→ **DATA ROWS**
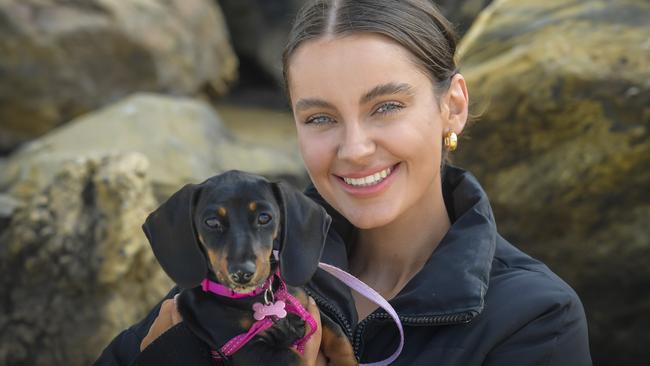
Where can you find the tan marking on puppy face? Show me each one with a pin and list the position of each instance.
(262, 265)
(221, 211)
(219, 265)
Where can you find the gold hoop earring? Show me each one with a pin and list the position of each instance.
(451, 141)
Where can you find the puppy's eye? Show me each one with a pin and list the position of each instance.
(263, 219)
(214, 223)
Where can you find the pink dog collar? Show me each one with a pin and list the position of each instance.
(221, 290)
(264, 314)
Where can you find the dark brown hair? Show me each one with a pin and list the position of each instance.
(416, 25)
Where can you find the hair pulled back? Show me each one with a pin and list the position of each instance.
(417, 25)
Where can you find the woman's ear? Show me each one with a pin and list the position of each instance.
(455, 104)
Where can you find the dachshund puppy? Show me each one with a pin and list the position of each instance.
(226, 229)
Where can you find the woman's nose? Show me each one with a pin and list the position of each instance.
(356, 144)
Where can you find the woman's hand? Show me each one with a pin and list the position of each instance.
(312, 355)
(167, 318)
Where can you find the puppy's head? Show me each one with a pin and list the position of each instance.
(230, 224)
(237, 218)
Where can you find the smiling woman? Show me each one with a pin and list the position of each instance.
(377, 100)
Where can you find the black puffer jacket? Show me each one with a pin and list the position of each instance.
(477, 301)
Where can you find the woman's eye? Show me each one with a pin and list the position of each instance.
(263, 219)
(389, 107)
(319, 120)
(214, 223)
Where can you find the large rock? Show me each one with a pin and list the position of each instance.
(76, 266)
(184, 140)
(61, 59)
(562, 148)
(259, 30)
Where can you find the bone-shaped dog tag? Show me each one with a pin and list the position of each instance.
(275, 309)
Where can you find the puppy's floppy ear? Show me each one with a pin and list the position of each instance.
(304, 226)
(172, 235)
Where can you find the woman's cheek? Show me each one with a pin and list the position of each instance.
(315, 155)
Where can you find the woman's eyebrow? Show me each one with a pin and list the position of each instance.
(386, 89)
(379, 90)
(312, 102)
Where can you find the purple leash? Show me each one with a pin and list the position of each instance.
(365, 290)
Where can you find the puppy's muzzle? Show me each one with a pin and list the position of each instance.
(242, 273)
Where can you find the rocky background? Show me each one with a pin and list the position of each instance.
(107, 107)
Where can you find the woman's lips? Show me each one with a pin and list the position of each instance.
(369, 183)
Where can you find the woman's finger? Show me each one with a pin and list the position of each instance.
(175, 315)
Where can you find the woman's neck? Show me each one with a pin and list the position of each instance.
(387, 257)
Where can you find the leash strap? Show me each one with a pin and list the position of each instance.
(365, 290)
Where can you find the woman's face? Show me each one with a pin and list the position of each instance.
(369, 126)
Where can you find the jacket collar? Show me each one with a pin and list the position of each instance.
(455, 278)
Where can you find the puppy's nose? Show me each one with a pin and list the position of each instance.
(242, 273)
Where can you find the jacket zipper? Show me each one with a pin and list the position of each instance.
(332, 311)
(458, 318)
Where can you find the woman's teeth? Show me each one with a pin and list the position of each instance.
(369, 180)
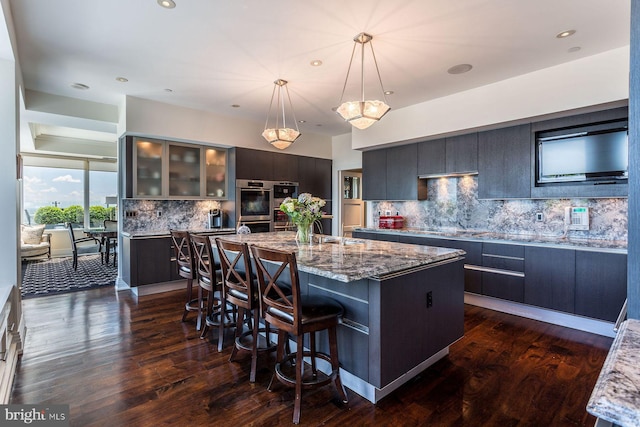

→ **TASK REQUIREMENTS**
Rewrite all of the entries above with "puppy" swapped for "pup" and everything else unchanged, leaving out the pictures.

→ **WRITTEN ANSWER**
Where can you find the tan marking on pup face? Show me each one with a pin and list the position of each instance.
(262, 265)
(221, 211)
(219, 265)
Where can you find the gold hoop earring? Show me each one with a pin and list the position of each instance.
(451, 141)
Where can you find the pup's eye? Show me each one with a pin and list the position of each instance.
(263, 219)
(214, 223)
Where can you find the pink dog collar? Show me each one with a pin and list the position of each instance.
(221, 290)
(264, 314)
Where can you find the dark brown hair? Show me each one with a pin and list the position of each instance.
(416, 25)
Where can you find the hair pulled back? Show me each one with a pin and list the position of each instance.
(417, 25)
Where can you find the woman's ear? Show me each one with a pin and list the position of each instance.
(455, 104)
Where can you find the dachshund pup? Show me each one with a pin and list the position of each instance.
(226, 229)
Where can you find the woman's nose? Show me each one with a pin and list the position of each instance.
(356, 144)
Where can you find the woman's hand? Show me each one with a pin and list the position of each instance.
(312, 355)
(167, 318)
Where can you find the pup's head? Show me each one with a pin and list the position of each instance.
(230, 224)
(237, 218)
Where can you find the smiling woman? Show me each one with a pin and list the position of each instance.
(377, 100)
Where can you find the black puffer jacket? Show me each one with a pin and list the position of each instance.
(477, 301)
Where can you find the woman's eye? Show me each one with a pin and list the position of each instance.
(263, 219)
(389, 107)
(319, 120)
(214, 223)
Where can you find the large rock? Show me each one with a pin and list the position of each instance.
(76, 266)
(184, 140)
(61, 59)
(562, 148)
(259, 30)
Where can you find the bone-shaped dog tag? Show me each one with a pin and list the position of each instance.
(275, 309)
Where can you find the pup's floppy ear? Show me each one with a pin and list the position of each instance.
(304, 226)
(172, 235)
Where can you find the woman's cheek? Show me each one with a pin and list the position of each instance.
(315, 155)
Where can you find the woman's eyebrow? Show me each one with a pin and list the position of each instance.
(386, 89)
(379, 90)
(312, 102)
Where can you find the purple leash? Show me each one with a pin and list the position of each instance.
(365, 290)
Where can you find the pup's muzzle? Show me each one with a pin and list the position of each instance.
(242, 273)
Where can you find the rocky background? Show me each one with a pin and list the position of each instance.
(107, 107)
Where can you find the woman's lips? Show me each one with a pin and list the position of each instance.
(369, 183)
Where can you find the woman's finger? Show me each one with a pin and list the position of each instance.
(175, 315)
Where can you find the woman's neck? Show me each one with a pin and list the position of each instance.
(387, 257)
Where can you find the leash strap? Show me each one with a pin and list the position of each instance.
(365, 290)
Where can you find the woman's face? Show me each one with a pin and list the position of each instance.
(369, 126)
Where can you find the jacket collar? Show me each one with a pin and list the position of each instance.
(455, 278)
Where can you find the pup's nose? Show me each one with a pin and list the position of each instance.
(242, 273)
Where can you find the jacket zipper? Show me each one with a pin and list the position of each instance.
(332, 311)
(458, 318)
Where can you find the woman's teeth? Show me each one with a pin and list the position of each instance.
(369, 180)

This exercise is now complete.